**Record excerpts**.
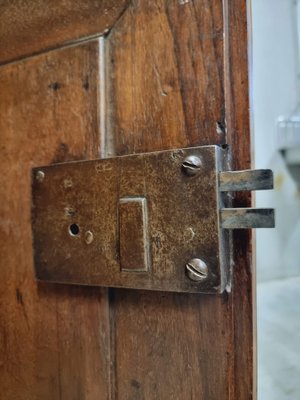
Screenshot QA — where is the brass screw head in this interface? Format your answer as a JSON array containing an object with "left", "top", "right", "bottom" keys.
[
  {"left": 185, "top": 258, "right": 208, "bottom": 282},
  {"left": 182, "top": 155, "right": 202, "bottom": 176}
]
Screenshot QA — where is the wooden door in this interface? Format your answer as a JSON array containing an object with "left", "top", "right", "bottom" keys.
[{"left": 0, "top": 0, "right": 254, "bottom": 400}]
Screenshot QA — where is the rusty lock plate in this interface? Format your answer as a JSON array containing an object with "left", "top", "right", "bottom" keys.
[{"left": 32, "top": 146, "right": 272, "bottom": 293}]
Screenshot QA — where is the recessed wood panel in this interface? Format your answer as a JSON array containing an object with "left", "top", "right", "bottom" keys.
[
  {"left": 0, "top": 0, "right": 128, "bottom": 64},
  {"left": 0, "top": 41, "right": 109, "bottom": 400}
]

**What this task involves**. Find every line in the records that contains the string "rusty", treating uppercase and lowercase as different, and copy each of those lines.

**Solution**.
Screenshot QA — where is the rusty lock plate in this interface? Format your answer as a JSON array containing an object with "left", "top", "right", "bottom" keys.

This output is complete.